TRAVAIL À FAIRE
**a.** Transcrivez fidèlement la partie de l'entretien sur l'Ocean-Viking qui commence aux mots « Quel est le » et s'arrête après « temps est mauvais. ».
**b.** Reprenez l'entretien sur la vie à bord de l'Ocean-Viking à la suite de sa dernière phrase et poursuivez-le.

PASSAGE CITÉ
○ ○ ○
Quel est le profil des 356 personnes à bord ?

L. G. : La grande majorité sont des jeunes hommes, entre 15 et 25 ans. Il y a 103 mineurs, dont 92 non accompagnés. Ils arrivent principalement du Soudan, un pays en guerre, après avoir passé des mois à traverser le continent africain. Beaucoup d’entre eux ont passé des semaines, voire plusieurs mois, en rétention en Libye, à subir des sévices – coups de couteau, brûlures, chocs électriques, viols –, dont les équipes médicales trouvent encore les traces sur leur corps.

Comment se passe une journée à bord de l’Ocean-Viking ?

L. G. : La journée s’articule autour du cycle du soleil. Comme les gens dorment sur le pont, ils sont réveillés par les éléments naturels : le soleil dans le meilleur des cas, la houle et le vent quand le temps est mauvais.

La journée est ensuite rythmée par les deux repas. Nous tâchons d’en distribuer au moins un chaud par jour. Les autres fois, ce sont des rations d’urgence, c’est-à-dire des barres de céréales protéinées. Une ou deux fois par semaine, quand les capacités en eau le permettent, nous organisons des douches et des lessives.
○ ○ ○
[Entrées de données enregistrées]

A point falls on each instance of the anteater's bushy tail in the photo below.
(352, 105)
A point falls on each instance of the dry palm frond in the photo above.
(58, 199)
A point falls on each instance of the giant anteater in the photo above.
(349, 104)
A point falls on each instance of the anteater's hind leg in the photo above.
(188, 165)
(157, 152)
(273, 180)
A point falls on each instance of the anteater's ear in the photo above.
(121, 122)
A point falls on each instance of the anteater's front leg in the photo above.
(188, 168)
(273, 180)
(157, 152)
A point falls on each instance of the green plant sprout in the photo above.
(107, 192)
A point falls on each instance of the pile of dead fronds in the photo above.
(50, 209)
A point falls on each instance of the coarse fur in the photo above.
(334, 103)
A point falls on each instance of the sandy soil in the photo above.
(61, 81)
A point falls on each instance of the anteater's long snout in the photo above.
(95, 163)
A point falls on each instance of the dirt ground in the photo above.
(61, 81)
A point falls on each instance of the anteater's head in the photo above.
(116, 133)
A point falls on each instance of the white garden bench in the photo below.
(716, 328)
○ ○ ○
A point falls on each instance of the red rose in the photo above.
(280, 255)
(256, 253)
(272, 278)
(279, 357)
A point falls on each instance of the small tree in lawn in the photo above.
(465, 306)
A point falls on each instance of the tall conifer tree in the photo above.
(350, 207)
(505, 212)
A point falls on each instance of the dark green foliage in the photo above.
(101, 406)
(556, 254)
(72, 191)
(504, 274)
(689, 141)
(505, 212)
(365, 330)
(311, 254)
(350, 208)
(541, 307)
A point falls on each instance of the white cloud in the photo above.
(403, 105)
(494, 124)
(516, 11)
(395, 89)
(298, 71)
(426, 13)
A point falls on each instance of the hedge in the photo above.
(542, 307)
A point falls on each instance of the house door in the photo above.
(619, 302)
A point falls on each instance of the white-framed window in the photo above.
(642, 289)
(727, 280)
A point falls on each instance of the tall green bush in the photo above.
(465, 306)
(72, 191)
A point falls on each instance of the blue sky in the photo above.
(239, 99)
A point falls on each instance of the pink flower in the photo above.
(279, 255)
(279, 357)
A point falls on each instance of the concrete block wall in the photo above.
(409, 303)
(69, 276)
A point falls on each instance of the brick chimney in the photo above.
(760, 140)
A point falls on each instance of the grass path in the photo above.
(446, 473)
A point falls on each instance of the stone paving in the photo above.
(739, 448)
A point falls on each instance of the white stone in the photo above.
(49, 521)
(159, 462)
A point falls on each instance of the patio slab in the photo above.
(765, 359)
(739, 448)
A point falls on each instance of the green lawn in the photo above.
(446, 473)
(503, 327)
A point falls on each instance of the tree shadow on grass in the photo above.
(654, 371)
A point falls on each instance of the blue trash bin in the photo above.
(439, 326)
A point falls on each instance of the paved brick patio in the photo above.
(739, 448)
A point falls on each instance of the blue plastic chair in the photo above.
○ ○ ○
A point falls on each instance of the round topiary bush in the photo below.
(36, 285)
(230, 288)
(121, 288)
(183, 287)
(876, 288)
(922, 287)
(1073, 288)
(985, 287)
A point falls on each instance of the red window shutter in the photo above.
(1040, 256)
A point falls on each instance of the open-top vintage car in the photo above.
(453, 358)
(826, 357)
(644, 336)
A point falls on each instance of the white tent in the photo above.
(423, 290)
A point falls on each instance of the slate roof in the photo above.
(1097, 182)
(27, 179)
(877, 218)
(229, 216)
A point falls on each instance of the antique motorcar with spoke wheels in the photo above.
○ ○ ○
CORRIGÉ DE L'EXERCICE
**a.**
Quel est le profil des 356 personnes à bord ?

L. G. : La grande majorité sont des jeunes hommes, entre 15 et 25 ans. Il y a 103 mineurs, dont 92 non accompagnés. Ils arrivent principalement du Soudan, un pays en guerre, après avoir passé des mois à traverser le continent africain. Beaucoup d’entre eux ont passé des semaines, voire plusieurs mois, en rétention en Libye, à subir des sévices – coups de couteau, brûlures, chocs électriques, viols –, dont les équipes médicales trouvent encore les traces sur leur corps.

Comment se passe une journée à bord de l’Ocean-Viking ?

L. G. : La journée s’articule autour du cycle du soleil. Comme les gens dorment sur le pont, ils sont réveillés par les éléments naturels : le soleil dans le meilleur des cas, la houle et le vent quand le temps est mauvais.

**b.**
Le reste de la journée est comblé par des activités que nous organisons. Certains jouent à des jeux de société, qu’ils ont pour la plupart fabriqués eux-mêmes avec des cartons et des bouchons de bouteille. On distribue aussi à certains moments de la journée des instruments de musique.

Nous prenons aussi beaucoup de temps pour discuter, individuellement ou en petits groupes, avec eux. Cela fait douze jours que certains sont à bord, donc les tensions, les angoisses et les questionnements montent. Nous tentons de les rassurer et de leur expliquer ce qu’il se passe en dehors du bateau. Ici, on est coupés du monde.

Quid de la situation médicale des personnes à bord ? Pouvez-vous décrire concrètement la journée des médecins de MSF à bord ?

S. : Nous sommes sur le bateau depuis maintenant treize jours. Au départ, nous nous concentrions sur les urgences. Aujourd’hui, nous faisons du suivi d’infections de la peau et de maladies chroniques.

Pendant la journée, notre équipe médicale se rend aussi très disponible à la discussion. Cela fait partie des premiers secours psychologiques, pour prévenir des situations de stress post-traumatique. Les rescapés sont en effet traumatisés par leurs expériences en Libye – celles qu’ils ont vécues et celles qu’on a fait subir à leurs proches sous leurs yeux.

Leurs troubles – l’anxiété, l’hypervigilance et l’hypersensibilité – reviennent particulièrement en ce moment, en mer, parce que les rescapés font face à une situation sur laquelle ils n’ont aucun contrôle et qui ne leur offre aucune perspective. Ils ont peur, ils sont désespérés, leur état psychologique se détériore. Des tensions éclosent entre eux.

L’« Ocean-Viking » est actuellement entre Malte et l’Italie. Avez-vous eu des retours sur les tractations en cours ?

L. G. : Depuis le bateau, nous avons peu d’échos des discussions politiques. Nous savons qu’il y a des discussions en cours au niveau européen.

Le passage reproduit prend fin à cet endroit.